### [Text excerpt]
%%
Skip to main content

Playoffs in October: Why Vikings-Cowboys is an elimination game

1. If you love the NFL playoffs, this game is like starting them in mid-October. Call it what you will, the Desperation Bowl, the Panic-Button Bowl, but the Cowboys and Vikings are in survival mode and virtually playing for their season Sunday in the Metrodome. Dallas and Minnesota were two of the most popular preseason picks to represent the NFC in the Super Bowl, but somebody's coming out of this game with a 1-4 record and greatly diminished hopes of playing meaningful games in January.

How diminished? Glad you asked. Since the NFL went to a 12-team playoff format for the 1990 season, 240 teams have made the playoffs in those 20 seasons. Just 11 of the 240 were at least three games below .500 after their first five games of the season or later. That's 4.6 percent, or less than a 1 in 20 chance. That's the mountain the loser will be facing.
%%
### [Written instruction 1]
Can you write out, word for word, the records from the line containing "Where can the bare feet" through the last line of the records, including both of those lines?
The article and the records were drawn from separate, unrelated sources.

Data extracted from a collection:
%%
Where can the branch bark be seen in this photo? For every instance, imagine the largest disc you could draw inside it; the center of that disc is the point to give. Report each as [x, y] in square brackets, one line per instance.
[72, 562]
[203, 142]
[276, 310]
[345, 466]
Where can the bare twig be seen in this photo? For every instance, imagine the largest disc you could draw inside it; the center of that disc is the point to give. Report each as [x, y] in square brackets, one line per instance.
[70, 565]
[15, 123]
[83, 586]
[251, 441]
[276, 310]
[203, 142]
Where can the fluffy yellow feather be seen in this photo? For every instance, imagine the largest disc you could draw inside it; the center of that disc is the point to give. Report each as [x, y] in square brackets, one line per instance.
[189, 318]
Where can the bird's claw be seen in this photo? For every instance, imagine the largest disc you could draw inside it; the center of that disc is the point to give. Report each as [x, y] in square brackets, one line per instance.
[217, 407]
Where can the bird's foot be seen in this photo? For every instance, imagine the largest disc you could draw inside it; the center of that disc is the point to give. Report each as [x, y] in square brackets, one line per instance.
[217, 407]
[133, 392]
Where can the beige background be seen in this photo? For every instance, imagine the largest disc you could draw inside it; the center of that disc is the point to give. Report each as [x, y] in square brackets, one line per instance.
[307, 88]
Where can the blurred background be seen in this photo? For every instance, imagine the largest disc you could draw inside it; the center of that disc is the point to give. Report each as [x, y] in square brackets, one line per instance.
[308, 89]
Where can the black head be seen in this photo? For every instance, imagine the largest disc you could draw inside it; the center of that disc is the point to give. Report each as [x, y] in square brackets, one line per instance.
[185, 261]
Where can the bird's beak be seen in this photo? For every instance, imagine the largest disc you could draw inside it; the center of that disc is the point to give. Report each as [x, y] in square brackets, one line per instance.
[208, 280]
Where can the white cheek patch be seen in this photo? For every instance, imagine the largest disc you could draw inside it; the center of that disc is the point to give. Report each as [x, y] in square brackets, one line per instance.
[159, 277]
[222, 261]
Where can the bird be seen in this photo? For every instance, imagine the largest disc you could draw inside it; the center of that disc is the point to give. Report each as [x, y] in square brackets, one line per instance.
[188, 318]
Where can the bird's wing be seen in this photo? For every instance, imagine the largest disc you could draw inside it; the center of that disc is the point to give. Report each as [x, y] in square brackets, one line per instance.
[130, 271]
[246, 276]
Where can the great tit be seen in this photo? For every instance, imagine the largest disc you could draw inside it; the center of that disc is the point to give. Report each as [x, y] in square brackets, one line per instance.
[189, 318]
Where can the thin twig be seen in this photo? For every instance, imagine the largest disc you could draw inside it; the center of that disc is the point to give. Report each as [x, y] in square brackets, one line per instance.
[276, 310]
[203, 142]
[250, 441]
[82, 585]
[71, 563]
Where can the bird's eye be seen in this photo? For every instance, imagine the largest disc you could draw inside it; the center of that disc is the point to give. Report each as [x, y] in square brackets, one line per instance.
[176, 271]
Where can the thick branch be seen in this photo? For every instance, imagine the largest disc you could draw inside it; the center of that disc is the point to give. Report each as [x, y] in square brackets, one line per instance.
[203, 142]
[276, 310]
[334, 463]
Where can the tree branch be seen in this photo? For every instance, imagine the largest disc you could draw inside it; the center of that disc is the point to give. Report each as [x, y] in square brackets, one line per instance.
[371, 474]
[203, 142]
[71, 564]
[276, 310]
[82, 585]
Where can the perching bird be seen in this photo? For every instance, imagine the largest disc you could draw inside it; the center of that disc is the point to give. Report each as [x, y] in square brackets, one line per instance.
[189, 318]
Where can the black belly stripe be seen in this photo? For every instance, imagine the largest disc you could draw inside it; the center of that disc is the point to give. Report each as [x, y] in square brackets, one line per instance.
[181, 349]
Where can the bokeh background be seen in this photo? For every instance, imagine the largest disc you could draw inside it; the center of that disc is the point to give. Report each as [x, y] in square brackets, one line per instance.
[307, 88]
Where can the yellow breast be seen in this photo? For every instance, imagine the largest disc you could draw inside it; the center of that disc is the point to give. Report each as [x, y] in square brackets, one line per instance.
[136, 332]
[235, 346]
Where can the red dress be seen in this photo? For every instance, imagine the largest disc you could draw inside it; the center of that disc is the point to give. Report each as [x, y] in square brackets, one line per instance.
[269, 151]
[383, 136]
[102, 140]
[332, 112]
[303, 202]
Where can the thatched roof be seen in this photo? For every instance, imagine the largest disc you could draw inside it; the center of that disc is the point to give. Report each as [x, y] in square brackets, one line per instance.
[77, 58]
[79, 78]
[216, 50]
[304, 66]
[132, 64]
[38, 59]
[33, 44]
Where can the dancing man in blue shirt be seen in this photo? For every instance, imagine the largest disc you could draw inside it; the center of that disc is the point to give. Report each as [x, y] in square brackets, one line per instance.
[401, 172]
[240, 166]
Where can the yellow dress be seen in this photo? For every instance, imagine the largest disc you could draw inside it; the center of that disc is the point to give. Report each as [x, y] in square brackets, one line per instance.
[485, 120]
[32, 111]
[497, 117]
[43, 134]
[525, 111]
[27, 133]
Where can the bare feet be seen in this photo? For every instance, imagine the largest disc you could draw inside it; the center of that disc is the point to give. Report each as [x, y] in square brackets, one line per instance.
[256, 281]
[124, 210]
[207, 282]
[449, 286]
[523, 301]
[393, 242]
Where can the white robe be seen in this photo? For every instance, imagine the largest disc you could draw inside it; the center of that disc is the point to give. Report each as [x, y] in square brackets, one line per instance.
%%
### [Written instruction 2]
Can you reproduce, word for word, the part of the Vikings-Cowboys article from "Skip to main" up to and including "games in January."?

### [Task result 1]
Where can the bare feet be seen in this photo? For every instance, imagine the largest disc you could draw inside it; the center of that disc is the point to give. Report each as [x, y] in square brackets, one line per instance.
[256, 281]
[124, 210]
[207, 282]
[449, 286]
[523, 301]
[393, 242]
Where can the white robe be seen in this photo? For every instance, imagine the largest disc you could draw inside it; the center of that disc is the point to give. Report each as [x, y] in square brackets, one line per instance.

### [Task result 2]
Skip to main content

Playoffs in October: Why Vikings-Cowboys is an elimination game

1. If you love the NFL playoffs, this game is like starting them in mid-October. Call it what you will, the Desperation Bowl, the Panic-Button Bowl, but the Cowboys and Vikings are in survival mode and virtually playing for their season Sunday in the Metrodome. Dallas and Minnesota were two of the most popular preseason picks to represent the NFC in the Super Bowl, but somebody's coming out of this game with a 1-4 record and greatly diminished hopes of playing meaningful games in January.